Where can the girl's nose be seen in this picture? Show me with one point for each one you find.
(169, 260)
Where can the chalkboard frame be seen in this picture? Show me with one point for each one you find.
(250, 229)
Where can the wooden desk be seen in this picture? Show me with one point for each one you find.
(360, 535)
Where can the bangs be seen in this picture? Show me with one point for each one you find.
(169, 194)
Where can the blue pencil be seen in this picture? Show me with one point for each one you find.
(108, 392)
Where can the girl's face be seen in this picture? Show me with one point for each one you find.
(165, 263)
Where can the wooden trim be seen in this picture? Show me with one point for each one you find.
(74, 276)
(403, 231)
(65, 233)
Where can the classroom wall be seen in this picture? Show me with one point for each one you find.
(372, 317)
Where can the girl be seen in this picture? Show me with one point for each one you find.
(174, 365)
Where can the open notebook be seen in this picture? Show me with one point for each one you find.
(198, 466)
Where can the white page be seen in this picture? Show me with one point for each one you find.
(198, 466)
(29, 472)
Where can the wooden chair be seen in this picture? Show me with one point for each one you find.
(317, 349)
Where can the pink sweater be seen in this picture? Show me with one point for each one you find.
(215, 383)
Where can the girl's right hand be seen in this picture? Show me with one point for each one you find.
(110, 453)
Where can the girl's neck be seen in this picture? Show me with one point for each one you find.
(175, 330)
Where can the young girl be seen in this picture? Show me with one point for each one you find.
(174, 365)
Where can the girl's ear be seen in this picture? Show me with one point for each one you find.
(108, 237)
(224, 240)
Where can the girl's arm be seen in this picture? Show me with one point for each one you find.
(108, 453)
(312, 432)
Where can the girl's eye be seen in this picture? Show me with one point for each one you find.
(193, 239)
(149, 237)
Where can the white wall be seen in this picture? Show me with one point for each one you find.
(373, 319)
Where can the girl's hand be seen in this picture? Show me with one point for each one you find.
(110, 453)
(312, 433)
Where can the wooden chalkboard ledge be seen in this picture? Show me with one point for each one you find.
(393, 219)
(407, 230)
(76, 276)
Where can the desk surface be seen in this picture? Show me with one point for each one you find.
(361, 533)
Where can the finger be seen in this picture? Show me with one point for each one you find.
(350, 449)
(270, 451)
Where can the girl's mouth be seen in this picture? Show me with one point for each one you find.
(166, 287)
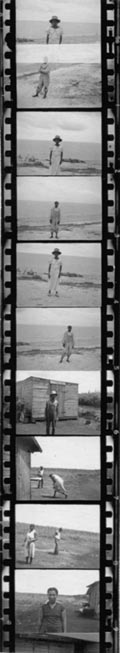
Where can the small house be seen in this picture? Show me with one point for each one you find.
(87, 643)
(93, 596)
(25, 445)
(32, 394)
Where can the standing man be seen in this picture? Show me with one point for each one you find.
(58, 485)
(55, 216)
(54, 272)
(56, 156)
(44, 79)
(68, 344)
(40, 474)
(53, 615)
(50, 414)
(30, 544)
(54, 33)
(57, 538)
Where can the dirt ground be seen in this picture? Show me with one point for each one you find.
(76, 549)
(35, 294)
(82, 426)
(28, 614)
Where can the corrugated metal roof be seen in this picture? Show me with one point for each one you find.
(31, 442)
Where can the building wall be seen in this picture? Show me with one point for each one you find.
(24, 391)
(67, 398)
(22, 472)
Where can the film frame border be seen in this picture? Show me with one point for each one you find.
(110, 414)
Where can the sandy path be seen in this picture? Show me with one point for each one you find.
(76, 233)
(32, 293)
(85, 360)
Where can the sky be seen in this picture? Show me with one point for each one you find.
(67, 10)
(85, 190)
(54, 316)
(92, 250)
(87, 381)
(71, 126)
(73, 517)
(70, 53)
(68, 453)
(67, 581)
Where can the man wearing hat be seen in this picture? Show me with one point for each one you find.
(44, 79)
(50, 414)
(56, 156)
(54, 33)
(68, 344)
(54, 272)
(55, 219)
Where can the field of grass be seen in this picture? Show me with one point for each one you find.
(76, 549)
(28, 614)
(80, 485)
(75, 85)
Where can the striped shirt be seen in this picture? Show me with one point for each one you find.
(52, 617)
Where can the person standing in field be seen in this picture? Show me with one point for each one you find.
(40, 474)
(68, 344)
(54, 33)
(29, 541)
(53, 615)
(57, 538)
(54, 272)
(44, 79)
(55, 216)
(58, 485)
(56, 156)
(50, 414)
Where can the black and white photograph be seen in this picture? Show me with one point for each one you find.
(59, 276)
(51, 339)
(58, 77)
(58, 403)
(57, 601)
(59, 209)
(57, 469)
(59, 143)
(45, 539)
(62, 22)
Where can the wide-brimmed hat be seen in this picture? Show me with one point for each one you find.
(56, 251)
(57, 138)
(54, 18)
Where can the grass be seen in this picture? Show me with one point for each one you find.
(80, 485)
(76, 549)
(28, 614)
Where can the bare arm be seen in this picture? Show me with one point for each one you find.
(41, 620)
(64, 621)
(50, 156)
(49, 269)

☆ ☆ ☆ ☆ ☆

Copy all records exactly; omit images.

## Answer box
Where can the girl's nose be seen in this picture? Show me with one point for each one you find.
(169, 260)
Where can the chalkboard frame be seen in this picture? Show me with one point for each one you find.
(250, 229)
Where can the wooden desk be seen in this picture? Show me with one point for each one you find.
(360, 535)
Where can the bangs be seen in this picture? Show me with one point for each one you find.
(169, 194)
Where can the blue pencil be seen in this picture? Show me with one point for each one you find.
(108, 392)
Where can the girl's face be seen in this picture? Show me with one point for each one you find.
(165, 263)
Where can the wooden trim be seen in this picture? Show me with one point for each one you find.
(74, 276)
(403, 231)
(65, 233)
Where can the classroom wall be seen in this picture? Show me with one point for each one you find.
(372, 317)
Where can the girl be seen in this picture? Show me with one point for each one you find.
(174, 365)
Where can the open notebook be seen in this picture? Show me with one point for each one you find.
(198, 466)
Where can the white page be seen in this picture? Show me with one point for each one you find.
(198, 466)
(29, 472)
Where can the wooden chair be seen in this picture? Show me with one point for each one you find.
(317, 349)
Where can the pink sweater be seen in this picture? Show me with one point for each one you find.
(215, 383)
Where can the girl's right hand be seen in this picture? Show me with one point for each one you find.
(110, 453)
Where can the girl's neck be seen in this picture? Show me with one point for each one you find.
(175, 330)
Where can the young girl be seen in this picture? Show me with one point for each one you find.
(174, 365)
Where can the girl's ear be seen in this picture? Show me with one point for each one you find.
(108, 237)
(224, 240)
Where can the girl's arm be seen in this picture? Show me with one point for each one you find.
(108, 453)
(312, 432)
Where can the girl's eye be seen in this picture? Show me with one point for each one you find.
(193, 239)
(149, 237)
Where can the white wall be seen in this picture? Show me with one point for each one you find.
(373, 319)
Where can the girl's hand be seen in this picture? Show me with one point for each one you find.
(110, 453)
(312, 433)
Where can the wooden chalkboard ledge be seen in this picture? Show me with one point for each one you find.
(393, 219)
(407, 230)
(76, 276)
Where can the desk surface be seen in this picture? Show me with one point for each one you find.
(361, 533)
Where can the finger be seen in this picture? Show me with one point for each one you find.
(350, 449)
(270, 451)
Where can the girl's mouth be seen in this picture? Show me with one point for each one you find.
(166, 287)
Where can the small house be seen in this picture? Show me with one point for each one you find.
(87, 643)
(93, 596)
(25, 445)
(32, 394)
Where can the standing man be seen in this picture? Show me with one point for each one you find.
(58, 485)
(55, 216)
(54, 272)
(56, 156)
(44, 79)
(68, 344)
(40, 474)
(53, 615)
(50, 414)
(30, 544)
(54, 33)
(57, 538)
Where can the dirt ground be seen in this picture? Show me with one point for each one you find.
(76, 549)
(35, 294)
(82, 426)
(28, 614)
Where can the corrugated metal roof be seen in this picture? Show me with one point for each one you find.
(31, 442)
Where can the building wall be seen in this picture? Show me with one point for each one you find.
(24, 391)
(67, 398)
(22, 472)
Where can the film frame border be seen in this picture? Show me with one point for each one you find.
(110, 414)
Where can the sandy path be seen in this picture? Show me with one point for each one you find.
(76, 233)
(32, 293)
(85, 360)
Where can the sky be seen in this picture? Show me with one point for each one you find.
(67, 10)
(85, 190)
(54, 316)
(92, 250)
(87, 381)
(71, 126)
(73, 517)
(70, 53)
(68, 453)
(67, 581)
Where can the man wearing hat be seen in this picture? Show me with one point for each one you find.
(44, 79)
(50, 414)
(56, 156)
(54, 33)
(68, 344)
(54, 272)
(55, 219)
Where can the field of grass be seen in this picture? Show me with one point for each one you find.
(76, 549)
(28, 614)
(80, 485)
(75, 85)
Where can the striped shirt be seen in this picture? Show me with one point for each one you find.
(52, 617)
Where can the person standing in field be seen in this picture? Show me with one point for each one you find.
(40, 474)
(68, 344)
(54, 33)
(29, 541)
(53, 615)
(57, 538)
(54, 272)
(44, 79)
(55, 216)
(58, 485)
(56, 156)
(50, 414)
Where can the black and white photograph be seen in this picture? Show me with one point for each one you find.
(59, 276)
(51, 339)
(58, 77)
(58, 403)
(57, 601)
(59, 209)
(57, 469)
(59, 143)
(45, 539)
(62, 22)
Where can the wide-brimmed hat be seen in this picture? Show me with one point for each one you find.
(56, 251)
(57, 138)
(54, 18)
Where can the grass be seen in this picture? Show me with one point for each one you find.
(80, 485)
(76, 549)
(28, 614)
Where can the bare arm be seen in this picture? Show me with one point for each one you find.
(41, 620)
(64, 621)
(50, 156)
(49, 269)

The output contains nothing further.